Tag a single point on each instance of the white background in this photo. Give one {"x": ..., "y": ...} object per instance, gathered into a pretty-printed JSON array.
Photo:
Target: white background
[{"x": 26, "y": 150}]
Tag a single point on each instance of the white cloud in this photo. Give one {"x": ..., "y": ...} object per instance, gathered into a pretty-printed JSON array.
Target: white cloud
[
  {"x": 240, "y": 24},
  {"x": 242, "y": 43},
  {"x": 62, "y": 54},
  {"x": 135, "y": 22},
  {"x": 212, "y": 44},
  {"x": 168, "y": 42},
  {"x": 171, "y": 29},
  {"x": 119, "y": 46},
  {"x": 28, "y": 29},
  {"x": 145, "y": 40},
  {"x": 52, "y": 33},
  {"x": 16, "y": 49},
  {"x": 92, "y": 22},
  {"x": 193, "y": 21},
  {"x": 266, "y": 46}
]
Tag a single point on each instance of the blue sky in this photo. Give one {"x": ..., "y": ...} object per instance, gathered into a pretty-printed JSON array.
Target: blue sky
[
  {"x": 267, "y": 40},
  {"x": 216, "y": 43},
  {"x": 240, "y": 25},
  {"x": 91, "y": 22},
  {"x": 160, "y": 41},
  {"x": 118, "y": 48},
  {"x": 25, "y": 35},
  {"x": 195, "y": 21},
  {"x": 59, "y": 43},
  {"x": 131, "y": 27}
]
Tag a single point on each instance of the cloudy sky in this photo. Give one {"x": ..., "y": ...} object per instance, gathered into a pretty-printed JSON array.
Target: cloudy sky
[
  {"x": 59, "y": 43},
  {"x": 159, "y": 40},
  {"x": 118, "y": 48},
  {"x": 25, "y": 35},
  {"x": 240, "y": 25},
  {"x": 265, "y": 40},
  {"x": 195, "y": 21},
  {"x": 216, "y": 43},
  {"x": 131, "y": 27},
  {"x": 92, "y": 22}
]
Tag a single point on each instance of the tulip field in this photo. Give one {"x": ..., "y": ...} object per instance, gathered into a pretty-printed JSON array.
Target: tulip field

** Exercise goal **
Can you reproduce every line from the one containing "Tag a single point on each instance of the cloudy" through the end of the items, requests included, with each x and y coordinate in the answers multiplied by 0.65 and rounded to a whole number, halves rounding up?

** Answer **
Tag a single point on each instance of the cloudy sky in this photo. Give one {"x": ..., "y": ...} object per instance, gathered into a pretty-printed JSON array.
Target: cloudy sky
[
  {"x": 38, "y": 28},
  {"x": 103, "y": 26},
  {"x": 77, "y": 31},
  {"x": 16, "y": 23},
  {"x": 156, "y": 16},
  {"x": 172, "y": 26},
  {"x": 127, "y": 14},
  {"x": 140, "y": 28},
  {"x": 85, "y": 18},
  {"x": 60, "y": 14}
]
Tag a single point on each instance of the tulip field in this photo. Give one {"x": ..., "y": ...} object per instance, gathered into a pretty-printed JSON array.
Target: tulip field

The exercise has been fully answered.